▸ **Work instructions**:
Restate the following entries exactly. Keep the pictures out.

[Provided data]

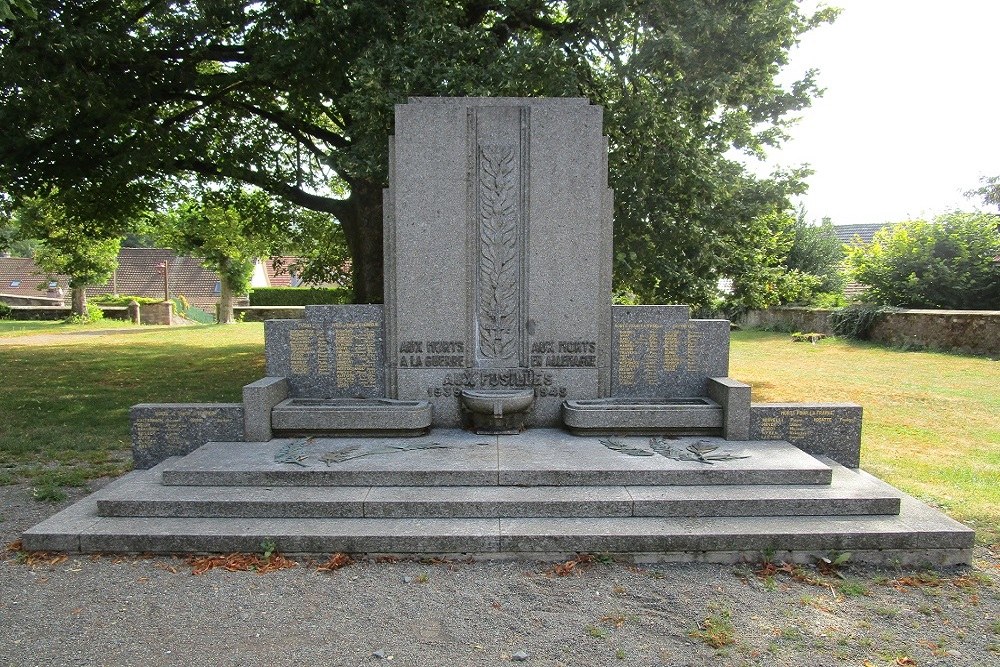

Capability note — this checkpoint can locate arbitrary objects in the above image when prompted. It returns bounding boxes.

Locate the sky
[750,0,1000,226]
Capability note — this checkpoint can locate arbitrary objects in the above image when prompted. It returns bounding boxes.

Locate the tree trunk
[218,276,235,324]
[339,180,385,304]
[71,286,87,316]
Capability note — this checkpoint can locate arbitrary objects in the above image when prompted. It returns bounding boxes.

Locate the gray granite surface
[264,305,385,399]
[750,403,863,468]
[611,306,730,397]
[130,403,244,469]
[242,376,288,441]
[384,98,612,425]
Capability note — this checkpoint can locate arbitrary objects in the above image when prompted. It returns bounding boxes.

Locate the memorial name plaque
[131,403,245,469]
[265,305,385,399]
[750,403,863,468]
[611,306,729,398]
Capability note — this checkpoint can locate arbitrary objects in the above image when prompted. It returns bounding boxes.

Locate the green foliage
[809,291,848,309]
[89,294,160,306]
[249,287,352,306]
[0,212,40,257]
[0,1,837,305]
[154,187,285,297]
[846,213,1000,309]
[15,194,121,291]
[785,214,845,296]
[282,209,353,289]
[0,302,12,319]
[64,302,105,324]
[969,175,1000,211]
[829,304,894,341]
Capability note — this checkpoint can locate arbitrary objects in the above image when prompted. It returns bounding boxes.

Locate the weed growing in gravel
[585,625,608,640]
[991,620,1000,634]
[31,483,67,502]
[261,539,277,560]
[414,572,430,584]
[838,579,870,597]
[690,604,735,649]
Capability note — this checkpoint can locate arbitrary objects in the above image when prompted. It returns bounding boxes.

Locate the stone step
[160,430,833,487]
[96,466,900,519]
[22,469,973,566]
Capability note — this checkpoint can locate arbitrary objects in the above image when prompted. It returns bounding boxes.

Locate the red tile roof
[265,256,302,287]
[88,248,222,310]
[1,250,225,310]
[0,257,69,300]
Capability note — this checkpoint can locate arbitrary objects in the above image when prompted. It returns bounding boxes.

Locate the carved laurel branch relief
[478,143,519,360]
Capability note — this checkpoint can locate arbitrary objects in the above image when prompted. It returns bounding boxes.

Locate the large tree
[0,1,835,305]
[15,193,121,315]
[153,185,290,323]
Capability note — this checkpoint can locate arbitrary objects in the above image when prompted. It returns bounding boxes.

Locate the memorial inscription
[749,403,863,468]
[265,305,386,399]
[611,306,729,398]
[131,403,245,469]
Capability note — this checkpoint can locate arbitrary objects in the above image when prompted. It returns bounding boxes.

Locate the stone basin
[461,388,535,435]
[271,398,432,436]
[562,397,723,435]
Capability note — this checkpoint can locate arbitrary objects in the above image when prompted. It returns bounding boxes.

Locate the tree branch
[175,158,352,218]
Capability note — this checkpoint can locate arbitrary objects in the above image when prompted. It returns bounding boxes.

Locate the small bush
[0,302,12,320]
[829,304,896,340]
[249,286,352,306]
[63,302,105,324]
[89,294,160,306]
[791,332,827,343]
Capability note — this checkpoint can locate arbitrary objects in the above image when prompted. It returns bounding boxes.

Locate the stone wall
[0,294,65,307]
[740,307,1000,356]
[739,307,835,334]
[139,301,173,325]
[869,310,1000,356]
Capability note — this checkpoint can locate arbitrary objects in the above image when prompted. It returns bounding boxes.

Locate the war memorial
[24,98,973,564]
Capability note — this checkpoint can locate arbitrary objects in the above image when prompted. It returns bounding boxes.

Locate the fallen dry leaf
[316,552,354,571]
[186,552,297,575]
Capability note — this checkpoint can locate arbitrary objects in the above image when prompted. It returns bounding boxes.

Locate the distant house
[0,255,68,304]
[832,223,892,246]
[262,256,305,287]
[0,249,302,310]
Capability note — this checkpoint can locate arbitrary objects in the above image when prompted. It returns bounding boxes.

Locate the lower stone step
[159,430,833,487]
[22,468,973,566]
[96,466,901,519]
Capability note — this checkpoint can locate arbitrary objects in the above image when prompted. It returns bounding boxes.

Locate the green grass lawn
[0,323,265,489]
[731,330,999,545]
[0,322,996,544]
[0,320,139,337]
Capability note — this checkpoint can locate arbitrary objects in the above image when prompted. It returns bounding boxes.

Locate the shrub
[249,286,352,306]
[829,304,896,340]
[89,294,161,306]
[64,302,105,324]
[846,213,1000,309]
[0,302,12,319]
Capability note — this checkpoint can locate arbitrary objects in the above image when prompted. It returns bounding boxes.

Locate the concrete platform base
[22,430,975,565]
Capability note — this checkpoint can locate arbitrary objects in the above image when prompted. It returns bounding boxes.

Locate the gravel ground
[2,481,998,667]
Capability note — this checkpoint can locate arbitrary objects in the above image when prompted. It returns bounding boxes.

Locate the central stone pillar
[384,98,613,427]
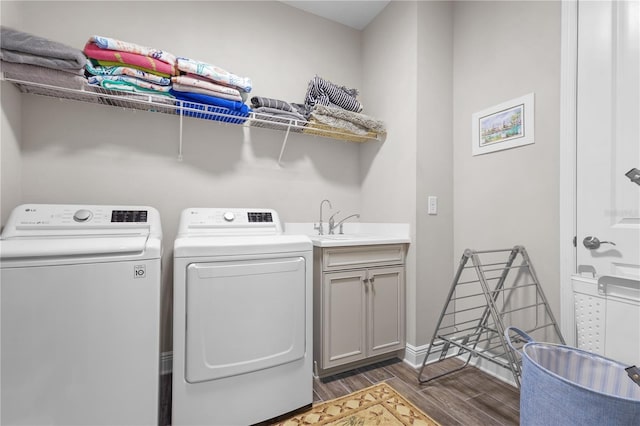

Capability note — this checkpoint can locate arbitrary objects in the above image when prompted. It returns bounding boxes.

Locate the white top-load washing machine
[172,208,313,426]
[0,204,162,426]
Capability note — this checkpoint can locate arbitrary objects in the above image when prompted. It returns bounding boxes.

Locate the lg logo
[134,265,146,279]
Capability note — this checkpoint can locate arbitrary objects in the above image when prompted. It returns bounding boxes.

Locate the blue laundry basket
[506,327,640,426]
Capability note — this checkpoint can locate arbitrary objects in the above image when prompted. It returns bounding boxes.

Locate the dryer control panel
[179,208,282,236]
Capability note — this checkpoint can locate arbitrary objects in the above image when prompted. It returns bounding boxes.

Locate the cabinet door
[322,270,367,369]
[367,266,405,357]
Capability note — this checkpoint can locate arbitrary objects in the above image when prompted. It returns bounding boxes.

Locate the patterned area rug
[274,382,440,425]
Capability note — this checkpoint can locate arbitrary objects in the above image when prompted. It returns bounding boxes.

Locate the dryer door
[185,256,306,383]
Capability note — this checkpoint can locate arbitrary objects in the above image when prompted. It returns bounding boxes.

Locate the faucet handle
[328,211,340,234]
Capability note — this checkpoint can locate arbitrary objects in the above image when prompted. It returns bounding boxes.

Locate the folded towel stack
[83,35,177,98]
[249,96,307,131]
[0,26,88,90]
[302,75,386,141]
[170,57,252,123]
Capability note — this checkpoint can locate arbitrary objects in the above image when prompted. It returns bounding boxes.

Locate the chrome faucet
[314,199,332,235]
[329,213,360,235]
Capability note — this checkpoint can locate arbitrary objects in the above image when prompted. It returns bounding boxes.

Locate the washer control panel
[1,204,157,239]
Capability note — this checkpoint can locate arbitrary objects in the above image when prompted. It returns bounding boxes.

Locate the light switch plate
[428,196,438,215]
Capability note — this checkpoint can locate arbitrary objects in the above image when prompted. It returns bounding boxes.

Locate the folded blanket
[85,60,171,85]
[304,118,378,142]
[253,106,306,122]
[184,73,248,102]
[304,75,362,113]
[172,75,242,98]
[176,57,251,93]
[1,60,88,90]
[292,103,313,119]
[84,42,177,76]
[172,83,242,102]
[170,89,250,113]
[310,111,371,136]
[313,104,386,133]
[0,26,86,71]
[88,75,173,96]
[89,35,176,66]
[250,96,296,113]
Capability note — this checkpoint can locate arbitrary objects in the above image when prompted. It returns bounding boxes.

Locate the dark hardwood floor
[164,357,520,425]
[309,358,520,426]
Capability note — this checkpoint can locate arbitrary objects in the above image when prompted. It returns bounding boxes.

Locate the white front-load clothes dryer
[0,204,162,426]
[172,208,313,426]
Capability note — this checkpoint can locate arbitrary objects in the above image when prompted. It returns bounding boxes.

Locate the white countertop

[/Provided data]

▸ **Result of the task**:
Capability note — this checkpoint can locate arbitrary objects in the above image when prompted. It returns bounding boxes.

Locate the sky
[750,0,1000,226]
Capability note — this checkpoint can locate arbitrary objects in the above image when prompted. It returns bounding boxes.

Locate the tree trunk
[218,276,235,324]
[339,180,385,304]
[71,286,87,316]
Capability note — this checkpoint can locate arbitrary objects in the above image when prompted. It returns bounding boxes.

Locate the gray granite surface
[264,305,385,399]
[750,403,863,468]
[611,306,730,397]
[130,403,244,469]
[242,376,288,441]
[384,98,612,425]
Capability note — this checkpoint can locate arbitrary objects in the above image when prompted. It returns bounding boxes.

Locate the memorial name plaque
[131,403,245,469]
[265,305,385,399]
[750,403,863,468]
[611,306,729,398]
Capability note — this checkpoint can locate arbitrary objects in the above image when prompted. It returns bounding boxes.

Locate the green foliage
[809,291,848,309]
[89,294,160,306]
[249,287,352,306]
[0,212,40,257]
[0,1,837,305]
[154,187,285,297]
[846,213,1000,309]
[15,194,121,291]
[785,214,845,296]
[282,209,353,289]
[0,302,12,319]
[64,302,105,324]
[969,175,1000,211]
[829,304,894,341]
Capability note — this checkpoint can locate arbitrary objects in the above image when prompted. It returns bounding boxes.

Locate the weed growing in gravel
[585,625,608,640]
[991,620,1000,634]
[31,483,67,502]
[261,539,277,560]
[414,572,430,584]
[838,579,870,597]
[690,604,735,649]
Capability note — this checkpoint can locate arbitrary objects in the above image when prompted. It returns bounding boxes.

Locate the stone step
[160,430,833,487]
[96,466,900,519]
[22,469,973,566]
Capability note — this checkpoint can locate arbitrary objects in the above image when prompted. It returns bounding boxes.

Locate the red tile roof
[265,256,302,287]
[88,248,222,310]
[1,250,225,310]
[0,257,69,300]
Capability note — this checkpoint can locate arbitrary objects in the above image when prompted. It returns bounding boxes.

Locate the carved laurel branch relief
[478,143,519,360]
Capability note — this checkpoint can locate arbitrary objects in the above image when prompted. It returns bounding boxes.

Locate the large tree
[0,1,835,305]
[15,193,121,315]
[153,185,290,323]
Capability note — this checkpoint can locate arbitrary objects in the above image when prompted. It returns bounding boxes.

Locate the memorial inscription
[749,403,863,468]
[265,305,386,399]
[611,306,729,398]
[131,403,245,469]
Capability note — this checkpoint can locate arbitrary objects in the above image when prompted. It returns bounding boxes.

Locate the stone basin
[461,388,535,435]
[271,398,432,436]
[562,397,723,435]
Capability note — this checkpoint can locate arbitrary objects in the above image when prompted. It returns bounding boxes.

Locate the tree branch
[175,158,352,218]
Capability note — this checkpoint can locate arbitrary objects in the above image when prompted. It returns bounding boxes.

Locate the small bush
[0,302,12,320]
[829,304,896,340]
[249,286,352,306]
[63,302,105,324]
[89,294,160,306]
[791,332,827,343]
Capability note — this checkpoint can locate arbitrary objects in the above image when prompted. It returns bounding boxes.

Locate the stone wall
[0,294,65,307]
[740,307,1000,356]
[739,307,835,334]
[139,301,173,325]
[869,310,1000,356]
Capability note — this checkpoint can locate arbitrary objects in the above image when prompted. It returns bounding boxes.

Locate the war memorial
[24,98,973,564]
Capability note — this checkpoint can locate arbitrary objects in the above image when prompted. It returns bounding boxes.

Locate the fallen dry leaf
[316,552,354,571]
[186,552,297,575]
Capability note — this checkpoint can locate arbitrary objects in the above image when prompted. It returns bounding boxes.

Locate the distant house
[0,255,68,304]
[832,223,892,246]
[262,256,305,287]
[0,249,302,310]
Capability note — this checkpoint can locate arbitrary objects in the above image when prompted. It returns bounding boxes.

Locate the lower stone step
[159,430,833,487]
[22,468,973,566]
[96,466,901,519]
Capability note — this checkpoint can locate arbitrary objects in the above image when prompted. It returns bounding boxes.

Locate the green grass lawn
[0,323,265,489]
[731,330,999,545]
[0,322,996,544]
[0,320,139,337]
Capability note — this checkpoint can locate arbitrary objects in the above image when prompted. It returns bounding boxes.

Locate the shrub
[249,286,352,306]
[829,304,896,340]
[89,294,161,306]
[64,302,105,324]
[846,213,1000,309]
[0,302,12,319]
Capability note — this checkpoint can locate arbitrary objects in the above image when prompted. It returns bounding boxes.

Locate the concrete platform base
[22,430,975,565]
Capability note — this checkpoint can locate arbitrary objects in the above image when prompted. It returns bounding boxes.

Locate the gravel ground
[2,481,998,667]
Capability note — this checkpoint can locate arbitrary objects in the above image when prompted. It returns bounding boxes.

Locate the central stone pillar
[384,98,613,427]

Capability note — this checkpoint can locate arbitrary objects in the above image when prompted. It returns bounding boxes.

Locate the white top-load washing machine
[172,208,313,426]
[0,204,162,426]
Capability note — this checkpoint can locate arbitrary objects in the above image when prompted. It returns bounding boxes.

Locate the lg logo
[134,265,146,279]
Capability note — this checkpoint can locate arbitrary objects in the above image when prompted. It returns bounding boxes.

Locate the blue laundry basket
[506,327,640,426]
Capability note — this checkpoint can locate arbitrary objects in the above image when prompted. It returns bounding boxes.

Locate the dryer control panel
[179,208,282,236]
Capability note — this checkpoint can locate arbitrary objects in the above image when prompted. It returns bounding boxes.

Locate the cabinet door
[322,270,367,369]
[367,266,405,357]
Capability note — this checkpoint can locate arbitrary objects in the above image when prompted. It returns bounding boxes.

Locate the patterned area rug
[274,382,440,425]
Capability note — this checkpoint can locate arbitrary objects in the above image when prompted. It returns bounding boxes.

Locate the dryer door
[185,256,306,383]
Capability note — this checkpoint can locate arbitrary objects in the above image when prompted. It returns bounding boxes.

Locate the faucet handle
[328,211,340,234]
Capability note — this checkpoint can locate arbitrary objects in the above image when prompted. It returns bounding boxes.

Locate the folded towel stack
[83,35,177,98]
[249,96,307,131]
[0,26,88,90]
[302,75,386,141]
[170,57,252,123]
Capability note — this checkpoint can locate arbitrary objects in the above image when prompted. It returns bounding boxes.

Locate the chrome faucet
[314,199,332,235]
[329,213,360,235]
Capability note — this checkpoint can locate arbitrary objects in the above image when prompted. It returns bounding boxes.

Locate the washer control panel
[1,204,157,239]
Capability note — this checkpoint can locate arbitrary objects in the above image when prompted. It returns bounding boxes.

Locate the light switch plate
[428,196,438,215]
Capability note — this checkpoint can locate arbitrary objects in the above image when prompted. It returns bounding boxes.

Locate the folded blanket
[85,60,171,85]
[304,118,378,142]
[253,106,306,122]
[184,73,248,102]
[304,75,362,113]
[172,75,242,98]
[176,57,251,93]
[1,60,88,90]
[292,103,313,119]
[84,42,177,76]
[172,83,242,102]
[170,89,250,113]
[310,111,371,136]
[313,104,386,133]
[0,26,86,71]
[88,75,173,96]
[89,35,176,66]
[250,96,296,113]
Capability note — this checkpoint can locate arbitrary objects in the above image when prompted. It returns bounding boxes.

Locate the dark hardwood floor
[164,357,520,425]
[309,358,520,426]
Capability note — this checkpoint can locate arbitrary objects in the above image when prompted. It returns bounding boxes.

Locate the white front-load clothes dryer
[0,204,162,426]
[172,208,313,426]
Capability note — this checkpoint can locate arbitrary objects in the above image when prompted. It returns bounding boxes.

Locate the white countertop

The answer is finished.